— Start of RECORDS SHOWN —

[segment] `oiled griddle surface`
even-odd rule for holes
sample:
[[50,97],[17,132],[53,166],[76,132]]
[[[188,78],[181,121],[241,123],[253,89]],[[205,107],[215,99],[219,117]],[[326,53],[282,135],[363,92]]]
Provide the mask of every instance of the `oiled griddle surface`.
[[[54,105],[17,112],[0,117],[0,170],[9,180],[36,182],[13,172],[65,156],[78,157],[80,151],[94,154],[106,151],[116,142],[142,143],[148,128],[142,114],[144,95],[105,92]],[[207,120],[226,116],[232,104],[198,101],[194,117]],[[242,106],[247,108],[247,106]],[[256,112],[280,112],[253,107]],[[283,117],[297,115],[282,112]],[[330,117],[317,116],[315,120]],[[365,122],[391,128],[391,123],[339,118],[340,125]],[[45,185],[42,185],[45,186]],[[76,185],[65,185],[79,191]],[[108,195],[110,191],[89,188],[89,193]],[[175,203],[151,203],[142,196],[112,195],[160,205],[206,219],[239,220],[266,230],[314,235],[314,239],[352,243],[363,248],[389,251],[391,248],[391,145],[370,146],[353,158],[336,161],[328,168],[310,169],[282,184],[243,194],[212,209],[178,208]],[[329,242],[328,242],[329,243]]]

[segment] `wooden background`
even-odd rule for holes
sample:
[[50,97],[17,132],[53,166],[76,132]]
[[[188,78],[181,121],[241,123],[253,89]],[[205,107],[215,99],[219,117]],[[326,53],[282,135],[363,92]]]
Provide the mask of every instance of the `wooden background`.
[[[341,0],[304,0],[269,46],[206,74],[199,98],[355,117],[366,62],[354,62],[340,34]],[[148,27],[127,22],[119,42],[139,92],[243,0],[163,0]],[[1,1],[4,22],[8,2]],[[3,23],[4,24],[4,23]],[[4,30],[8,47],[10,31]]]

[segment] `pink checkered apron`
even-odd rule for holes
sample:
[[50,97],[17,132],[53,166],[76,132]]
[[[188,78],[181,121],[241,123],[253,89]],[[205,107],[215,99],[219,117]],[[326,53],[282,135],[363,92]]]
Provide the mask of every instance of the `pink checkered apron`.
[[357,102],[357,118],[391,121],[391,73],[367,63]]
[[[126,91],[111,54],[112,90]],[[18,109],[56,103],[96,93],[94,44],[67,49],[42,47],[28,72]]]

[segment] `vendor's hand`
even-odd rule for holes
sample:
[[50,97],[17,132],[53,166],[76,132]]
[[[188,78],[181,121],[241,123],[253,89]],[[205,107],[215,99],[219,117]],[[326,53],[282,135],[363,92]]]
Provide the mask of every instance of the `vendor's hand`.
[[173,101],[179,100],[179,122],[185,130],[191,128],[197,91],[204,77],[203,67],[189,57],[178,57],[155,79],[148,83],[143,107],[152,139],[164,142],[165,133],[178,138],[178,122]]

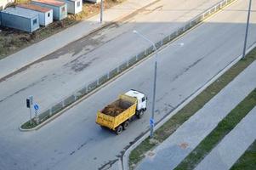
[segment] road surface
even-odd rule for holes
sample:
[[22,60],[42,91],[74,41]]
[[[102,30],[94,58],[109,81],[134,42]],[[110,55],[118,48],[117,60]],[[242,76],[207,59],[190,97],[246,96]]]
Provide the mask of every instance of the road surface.
[[[196,3],[195,1],[193,3],[190,2],[184,1],[180,4],[186,4],[194,12],[201,8],[194,7],[196,9],[193,9],[193,4]],[[202,3],[208,1],[200,2]],[[173,5],[172,8],[164,5],[163,9],[165,10],[162,11],[174,10],[174,3],[171,4]],[[183,15],[191,15],[191,13],[187,15],[185,14],[187,10],[184,10],[185,6],[182,5],[179,6],[177,4],[176,7],[179,7],[176,10],[177,14],[184,12]],[[184,99],[242,54],[246,10],[245,3],[238,1],[238,3],[219,13],[205,24],[175,42],[175,43],[183,42],[184,47],[170,44],[159,52],[156,121],[168,114]],[[155,10],[146,15],[144,14],[143,17],[141,16],[142,14],[139,14],[139,17],[145,18],[144,21],[139,21],[137,19],[136,26],[133,25],[134,24],[133,20],[124,24],[124,26],[131,27],[126,34],[122,33],[118,37],[121,38],[122,36],[130,37],[131,39],[127,42],[121,40],[118,42],[118,38],[115,41],[110,41],[108,44],[103,43],[100,48],[94,49],[87,55],[82,54],[87,53],[85,49],[77,50],[77,53],[76,53],[76,51],[72,51],[73,48],[66,48],[67,51],[71,50],[71,54],[77,54],[78,56],[81,55],[80,58],[74,55],[76,59],[73,62],[71,62],[71,57],[69,57],[68,54],[60,50],[59,51],[59,58],[56,56],[56,58],[53,57],[54,59],[50,58],[50,60],[39,62],[28,70],[1,82],[1,168],[98,169],[101,167],[100,169],[104,169],[116,162],[122,151],[148,129],[150,112],[147,111],[141,120],[132,122],[128,130],[123,132],[122,135],[116,136],[113,133],[101,130],[95,124],[96,111],[115,99],[120,93],[130,88],[145,92],[150,99],[148,105],[150,108],[152,97],[152,59],[147,60],[136,66],[38,131],[21,133],[18,130],[20,123],[28,118],[27,110],[24,107],[24,99],[31,94],[36,94],[37,102],[42,104],[43,107],[48,105],[54,99],[61,98],[66,92],[71,92],[72,88],[82,85],[85,81],[89,81],[89,77],[94,79],[92,75],[100,74],[106,68],[105,65],[114,65],[114,61],[118,59],[118,56],[122,56],[122,59],[125,60],[126,55],[124,54],[128,52],[135,54],[137,48],[144,48],[145,42],[143,42],[143,40],[140,40],[135,35],[131,34],[131,30],[136,29],[141,32],[147,32],[146,36],[151,38],[159,38],[161,37],[159,32],[171,31],[171,28],[168,26],[175,26],[176,24],[183,24],[180,21],[168,23],[168,20],[166,22],[154,20],[156,11]],[[180,13],[178,13],[178,11]],[[168,14],[166,17],[170,16],[172,15]],[[152,21],[150,22],[149,20]],[[252,20],[253,24],[250,30],[253,30],[255,27],[256,19],[253,13],[252,14]],[[152,26],[162,26],[162,24],[166,27],[159,28],[161,31],[158,33],[156,33],[156,31],[154,32],[156,29]],[[148,27],[145,26],[148,26]],[[152,31],[152,32],[148,32],[149,31]],[[117,30],[113,29],[107,31],[110,35],[105,35],[103,37],[111,37],[114,34],[113,32],[117,34],[119,31],[117,28]],[[248,45],[252,45],[255,37],[255,32],[251,31]],[[95,37],[92,38],[88,47],[95,41],[95,44],[98,44],[100,40],[103,41],[101,37],[99,37],[98,40],[95,39]],[[100,42],[101,43],[101,42]],[[106,48],[106,46],[111,47],[112,50]],[[122,54],[118,54],[118,52],[121,51],[119,51],[119,46],[125,47],[124,49],[127,50],[130,46],[133,48],[129,48],[130,49],[127,53],[122,51]],[[97,50],[101,53],[98,52],[98,54],[96,54]],[[112,55],[112,53],[117,55]],[[96,56],[96,60],[90,61],[89,56]],[[97,56],[105,57],[108,65],[101,59],[100,63],[98,63],[100,60],[97,60]],[[88,60],[88,63],[82,62],[82,64],[84,64],[82,66],[78,61],[80,59],[86,58]],[[57,60],[56,62],[54,62],[55,60]],[[98,71],[93,74],[90,71],[94,70],[92,68],[95,63],[99,64],[97,65]],[[82,66],[79,67],[79,65]],[[84,70],[85,65],[89,66]],[[30,69],[32,68],[33,71],[31,71]],[[77,69],[78,71],[76,72],[75,70],[77,71]],[[42,75],[44,74],[47,76],[43,77]],[[37,75],[40,75],[37,79]],[[91,76],[88,76],[88,75]],[[32,81],[34,82],[31,83],[31,79],[38,81]]]

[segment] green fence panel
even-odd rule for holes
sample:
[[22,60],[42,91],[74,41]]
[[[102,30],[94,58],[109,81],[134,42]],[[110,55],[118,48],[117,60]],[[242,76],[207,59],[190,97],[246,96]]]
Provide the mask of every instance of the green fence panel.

— End of RECORDS SHOWN —

=== TASK BRIEF ===
Lay out the lines of the records from the line with "[segment] road surface" to the line with "Provide the mask of every instance of the road" as a JSON list of strings, one string per line, leaving out blank lines.

=== TASK SOLUTION ===
[
  "[segment] road surface",
  "even-odd rule for holes",
  "sample:",
  "[[22,60],[42,91],[74,41]]",
  "[[[102,30],[94,58],[109,81],[134,42]],[[110,55],[118,48],[117,60]],[[242,76],[207,59],[190,97],[246,96]]]",
  "Provide the mask of every instance of the road surface."
]